Some records
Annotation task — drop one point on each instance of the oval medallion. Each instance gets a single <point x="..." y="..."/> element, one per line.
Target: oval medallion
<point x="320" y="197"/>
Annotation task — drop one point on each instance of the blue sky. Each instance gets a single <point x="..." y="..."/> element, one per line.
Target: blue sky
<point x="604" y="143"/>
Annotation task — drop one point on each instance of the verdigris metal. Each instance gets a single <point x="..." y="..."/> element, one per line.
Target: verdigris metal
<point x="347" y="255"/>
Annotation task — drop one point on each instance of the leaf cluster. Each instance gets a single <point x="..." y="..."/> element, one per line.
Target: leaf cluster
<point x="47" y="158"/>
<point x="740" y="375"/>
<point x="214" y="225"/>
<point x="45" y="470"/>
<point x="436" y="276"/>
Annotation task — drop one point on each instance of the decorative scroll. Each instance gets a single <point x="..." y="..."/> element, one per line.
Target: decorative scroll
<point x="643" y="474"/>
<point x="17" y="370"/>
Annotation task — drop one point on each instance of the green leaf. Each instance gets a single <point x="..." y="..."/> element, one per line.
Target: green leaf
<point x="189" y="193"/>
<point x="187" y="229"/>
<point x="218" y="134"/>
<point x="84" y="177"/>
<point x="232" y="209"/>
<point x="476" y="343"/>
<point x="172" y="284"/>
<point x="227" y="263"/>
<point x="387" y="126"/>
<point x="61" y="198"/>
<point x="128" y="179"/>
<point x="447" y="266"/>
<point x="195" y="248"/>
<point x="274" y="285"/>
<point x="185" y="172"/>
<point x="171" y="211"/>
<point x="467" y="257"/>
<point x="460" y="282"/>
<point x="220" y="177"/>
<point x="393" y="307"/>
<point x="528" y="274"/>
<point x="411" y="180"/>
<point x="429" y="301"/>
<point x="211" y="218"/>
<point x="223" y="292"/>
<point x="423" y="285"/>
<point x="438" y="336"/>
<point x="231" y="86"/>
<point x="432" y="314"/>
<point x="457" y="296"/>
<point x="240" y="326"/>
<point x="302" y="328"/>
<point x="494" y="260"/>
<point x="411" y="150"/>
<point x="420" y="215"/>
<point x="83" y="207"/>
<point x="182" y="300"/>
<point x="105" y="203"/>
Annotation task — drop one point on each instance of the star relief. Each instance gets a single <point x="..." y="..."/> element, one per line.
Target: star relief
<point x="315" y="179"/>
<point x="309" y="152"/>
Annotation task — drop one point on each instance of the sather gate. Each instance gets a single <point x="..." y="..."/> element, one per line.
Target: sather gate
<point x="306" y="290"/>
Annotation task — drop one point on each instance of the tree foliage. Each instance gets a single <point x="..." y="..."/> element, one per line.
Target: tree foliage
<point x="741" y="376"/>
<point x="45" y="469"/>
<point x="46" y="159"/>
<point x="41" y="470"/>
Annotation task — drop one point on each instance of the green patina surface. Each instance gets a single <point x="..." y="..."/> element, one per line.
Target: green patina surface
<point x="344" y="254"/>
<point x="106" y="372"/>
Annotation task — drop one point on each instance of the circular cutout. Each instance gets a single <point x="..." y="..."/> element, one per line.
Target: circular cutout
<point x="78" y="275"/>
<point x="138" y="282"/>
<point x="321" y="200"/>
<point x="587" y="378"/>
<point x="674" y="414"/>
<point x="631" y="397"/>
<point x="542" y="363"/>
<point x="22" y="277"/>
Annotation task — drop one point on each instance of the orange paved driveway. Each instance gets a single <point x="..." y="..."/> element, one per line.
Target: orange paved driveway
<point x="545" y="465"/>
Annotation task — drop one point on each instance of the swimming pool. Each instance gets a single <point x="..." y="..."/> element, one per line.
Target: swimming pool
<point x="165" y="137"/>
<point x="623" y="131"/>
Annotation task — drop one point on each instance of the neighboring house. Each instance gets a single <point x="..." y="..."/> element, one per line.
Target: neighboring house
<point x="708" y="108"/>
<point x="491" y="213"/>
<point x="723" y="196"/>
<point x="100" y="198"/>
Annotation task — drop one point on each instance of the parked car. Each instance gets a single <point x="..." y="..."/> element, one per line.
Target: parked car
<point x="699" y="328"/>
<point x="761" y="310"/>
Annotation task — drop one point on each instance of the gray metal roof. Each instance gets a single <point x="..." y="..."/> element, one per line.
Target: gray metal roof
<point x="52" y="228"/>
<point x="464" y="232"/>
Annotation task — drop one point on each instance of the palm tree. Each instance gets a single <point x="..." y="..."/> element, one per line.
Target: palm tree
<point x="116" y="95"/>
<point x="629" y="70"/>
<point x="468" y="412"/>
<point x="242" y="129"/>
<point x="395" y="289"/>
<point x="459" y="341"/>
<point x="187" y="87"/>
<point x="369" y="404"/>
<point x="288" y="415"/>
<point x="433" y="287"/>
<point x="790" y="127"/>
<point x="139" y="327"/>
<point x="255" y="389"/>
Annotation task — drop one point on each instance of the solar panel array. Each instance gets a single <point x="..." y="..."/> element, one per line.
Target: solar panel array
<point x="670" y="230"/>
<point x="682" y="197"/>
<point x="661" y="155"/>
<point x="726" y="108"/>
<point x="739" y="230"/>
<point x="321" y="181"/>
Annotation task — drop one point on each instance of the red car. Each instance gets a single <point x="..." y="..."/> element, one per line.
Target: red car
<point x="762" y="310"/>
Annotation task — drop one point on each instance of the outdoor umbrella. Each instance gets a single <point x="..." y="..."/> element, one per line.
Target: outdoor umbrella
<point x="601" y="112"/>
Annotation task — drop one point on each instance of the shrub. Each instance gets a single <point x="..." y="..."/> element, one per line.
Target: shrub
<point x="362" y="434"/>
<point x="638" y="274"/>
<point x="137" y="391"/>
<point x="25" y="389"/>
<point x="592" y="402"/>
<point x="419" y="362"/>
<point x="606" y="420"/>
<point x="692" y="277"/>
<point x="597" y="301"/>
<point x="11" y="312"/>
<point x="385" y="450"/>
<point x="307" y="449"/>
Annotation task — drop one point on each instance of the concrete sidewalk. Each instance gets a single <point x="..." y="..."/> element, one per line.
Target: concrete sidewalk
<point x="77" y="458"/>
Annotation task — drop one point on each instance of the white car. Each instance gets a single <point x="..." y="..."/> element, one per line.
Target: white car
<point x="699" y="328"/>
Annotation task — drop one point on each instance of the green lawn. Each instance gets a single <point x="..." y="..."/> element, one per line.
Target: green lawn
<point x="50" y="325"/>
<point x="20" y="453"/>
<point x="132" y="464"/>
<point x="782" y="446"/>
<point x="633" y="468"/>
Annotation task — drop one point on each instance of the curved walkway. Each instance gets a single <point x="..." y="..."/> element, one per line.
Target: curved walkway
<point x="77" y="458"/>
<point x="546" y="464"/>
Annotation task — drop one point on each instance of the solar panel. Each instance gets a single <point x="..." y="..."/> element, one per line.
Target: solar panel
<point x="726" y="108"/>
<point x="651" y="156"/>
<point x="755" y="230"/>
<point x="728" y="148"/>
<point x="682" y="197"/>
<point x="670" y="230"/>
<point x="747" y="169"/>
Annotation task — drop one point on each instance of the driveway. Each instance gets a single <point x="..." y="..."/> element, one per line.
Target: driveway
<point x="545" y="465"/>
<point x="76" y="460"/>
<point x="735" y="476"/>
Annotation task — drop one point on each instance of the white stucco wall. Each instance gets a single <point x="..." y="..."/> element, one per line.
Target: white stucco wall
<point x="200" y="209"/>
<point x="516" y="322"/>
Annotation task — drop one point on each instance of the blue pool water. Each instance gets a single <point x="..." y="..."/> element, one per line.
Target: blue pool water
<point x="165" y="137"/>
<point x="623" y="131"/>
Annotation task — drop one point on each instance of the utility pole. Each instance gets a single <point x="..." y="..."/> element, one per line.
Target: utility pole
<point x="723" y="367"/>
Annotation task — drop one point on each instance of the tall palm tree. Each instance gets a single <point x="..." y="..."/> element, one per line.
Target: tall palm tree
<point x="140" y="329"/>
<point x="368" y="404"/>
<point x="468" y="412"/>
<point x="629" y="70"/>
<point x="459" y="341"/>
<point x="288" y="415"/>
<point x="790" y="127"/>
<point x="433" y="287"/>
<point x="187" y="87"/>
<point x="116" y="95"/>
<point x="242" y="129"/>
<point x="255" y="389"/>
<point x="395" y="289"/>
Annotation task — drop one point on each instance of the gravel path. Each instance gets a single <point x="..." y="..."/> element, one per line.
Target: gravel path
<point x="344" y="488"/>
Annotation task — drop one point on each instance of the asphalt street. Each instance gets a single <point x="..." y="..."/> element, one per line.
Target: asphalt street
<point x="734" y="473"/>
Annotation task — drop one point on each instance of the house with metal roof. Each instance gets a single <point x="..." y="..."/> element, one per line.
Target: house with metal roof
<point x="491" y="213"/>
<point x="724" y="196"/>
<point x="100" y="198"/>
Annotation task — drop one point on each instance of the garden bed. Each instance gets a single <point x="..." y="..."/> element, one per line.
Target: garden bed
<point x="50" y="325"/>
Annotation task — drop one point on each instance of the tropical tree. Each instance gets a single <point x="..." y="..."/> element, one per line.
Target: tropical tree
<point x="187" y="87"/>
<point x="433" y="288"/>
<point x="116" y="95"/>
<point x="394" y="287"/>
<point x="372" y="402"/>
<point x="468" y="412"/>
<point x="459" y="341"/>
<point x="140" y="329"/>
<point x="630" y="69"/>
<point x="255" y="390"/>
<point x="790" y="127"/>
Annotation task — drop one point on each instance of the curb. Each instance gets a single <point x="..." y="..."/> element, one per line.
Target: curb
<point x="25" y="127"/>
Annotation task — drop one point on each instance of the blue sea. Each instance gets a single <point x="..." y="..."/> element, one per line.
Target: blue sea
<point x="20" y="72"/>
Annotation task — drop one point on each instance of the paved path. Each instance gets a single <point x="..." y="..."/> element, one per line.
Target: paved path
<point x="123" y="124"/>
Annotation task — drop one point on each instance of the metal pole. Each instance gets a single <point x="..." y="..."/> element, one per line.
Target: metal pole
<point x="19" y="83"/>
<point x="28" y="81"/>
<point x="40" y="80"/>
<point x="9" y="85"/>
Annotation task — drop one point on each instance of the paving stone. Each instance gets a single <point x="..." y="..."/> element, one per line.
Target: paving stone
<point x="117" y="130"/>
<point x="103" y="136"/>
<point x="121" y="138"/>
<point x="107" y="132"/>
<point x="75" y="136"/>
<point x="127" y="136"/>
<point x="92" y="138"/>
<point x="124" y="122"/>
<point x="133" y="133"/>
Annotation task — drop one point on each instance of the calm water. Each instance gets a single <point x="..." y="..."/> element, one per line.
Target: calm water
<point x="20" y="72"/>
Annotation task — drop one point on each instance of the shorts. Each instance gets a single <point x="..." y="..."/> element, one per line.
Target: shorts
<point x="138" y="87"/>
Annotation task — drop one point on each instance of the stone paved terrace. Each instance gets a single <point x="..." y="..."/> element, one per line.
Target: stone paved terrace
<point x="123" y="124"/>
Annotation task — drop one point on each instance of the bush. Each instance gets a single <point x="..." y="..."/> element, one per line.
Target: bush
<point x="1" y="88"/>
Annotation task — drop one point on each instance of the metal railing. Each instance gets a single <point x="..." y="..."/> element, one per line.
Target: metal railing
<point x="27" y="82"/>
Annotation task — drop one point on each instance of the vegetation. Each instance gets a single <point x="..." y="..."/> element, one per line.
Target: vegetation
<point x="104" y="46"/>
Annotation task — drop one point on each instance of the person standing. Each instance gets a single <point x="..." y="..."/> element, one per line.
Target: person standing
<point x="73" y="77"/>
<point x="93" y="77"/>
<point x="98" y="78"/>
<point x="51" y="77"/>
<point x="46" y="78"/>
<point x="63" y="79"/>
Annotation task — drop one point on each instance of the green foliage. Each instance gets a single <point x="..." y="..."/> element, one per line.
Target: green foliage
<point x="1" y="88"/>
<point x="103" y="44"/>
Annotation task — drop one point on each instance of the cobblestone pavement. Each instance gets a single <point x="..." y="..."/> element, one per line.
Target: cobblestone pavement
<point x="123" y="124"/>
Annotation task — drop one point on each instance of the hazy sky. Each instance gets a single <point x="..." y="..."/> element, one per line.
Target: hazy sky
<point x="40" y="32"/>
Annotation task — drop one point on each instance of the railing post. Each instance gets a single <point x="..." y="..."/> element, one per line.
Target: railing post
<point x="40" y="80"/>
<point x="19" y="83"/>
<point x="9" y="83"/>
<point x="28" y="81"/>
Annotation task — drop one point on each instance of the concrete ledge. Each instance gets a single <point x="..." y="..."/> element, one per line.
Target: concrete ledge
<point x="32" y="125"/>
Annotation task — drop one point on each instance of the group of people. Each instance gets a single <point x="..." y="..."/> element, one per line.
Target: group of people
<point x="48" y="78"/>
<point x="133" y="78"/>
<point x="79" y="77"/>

[Request]:
Give back exactly the lines from the line holding "of the vegetation." through the last line of the listing, including both.

[Reply to the task]:
Annotation task — drop one point on each instance of the vegetation. Each instance gets a single <point x="..." y="..."/> element, one per line.
Target: vegetation
<point x="104" y="46"/>
Annotation task — drop one point on each instance of the person standing. Each instance gets a single <point x="..." y="..."/> element, one per line.
Target: person standing
<point x="73" y="77"/>
<point x="93" y="77"/>
<point x="98" y="78"/>
<point x="51" y="77"/>
<point x="46" y="78"/>
<point x="63" y="79"/>
Annotation task — drop one point on each instance of the green foliage. Each instance gets a single <point x="..." y="..."/> element, one per line.
Target: green foliage
<point x="1" y="88"/>
<point x="103" y="44"/>
Annotation task — drop one point on each instance of the cobblestone pavement. Each instance gets a single <point x="..." y="..."/> element, one per line.
Target: cobblestone pavement
<point x="123" y="124"/>
Annotation task — drop one point on each instance of the hazy sky. Each instance gets a single <point x="..." y="..."/> element, one per line.
Target: hazy sky
<point x="40" y="32"/>
Annotation task — drop one point on each instance of the railing post. Each instance gets a single <point x="..." y="..."/> element, one per line.
Target: railing post
<point x="40" y="80"/>
<point x="19" y="83"/>
<point x="9" y="83"/>
<point x="28" y="81"/>
Annotation task — drop one point on each instance of the concrete ledge. Each instance gets a single <point x="..." y="..."/> element, one per line.
Target: concrete ledge
<point x="32" y="125"/>
Annotation task — drop one point on each instance of the group of people. Each instance gets a single <point x="..." y="..."/> element, one per line.
Target: group of people
<point x="48" y="78"/>
<point x="133" y="78"/>
<point x="79" y="77"/>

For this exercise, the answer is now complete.